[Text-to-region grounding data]
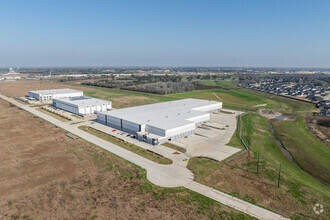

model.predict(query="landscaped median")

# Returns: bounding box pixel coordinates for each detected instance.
[162,142,186,153]
[36,106,72,122]
[78,126,172,165]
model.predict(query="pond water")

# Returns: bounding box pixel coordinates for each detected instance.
[274,115,287,120]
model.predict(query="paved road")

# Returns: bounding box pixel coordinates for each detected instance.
[0,94,288,220]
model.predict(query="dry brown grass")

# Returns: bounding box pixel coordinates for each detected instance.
[0,80,92,97]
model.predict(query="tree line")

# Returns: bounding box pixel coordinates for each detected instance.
[82,75,194,94]
[125,81,194,94]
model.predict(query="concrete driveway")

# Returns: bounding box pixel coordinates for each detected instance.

• Problem to solve
When the word "model" shows up in a line of the entries, pull that line out.

• Task result
model.predict(query="landscaped median")
model.predict(query="pond water")
model.predict(query="paved road")
model.predict(query="dry brown grass")
model.predict(query="tree line")
model.predict(query="concrete driveway")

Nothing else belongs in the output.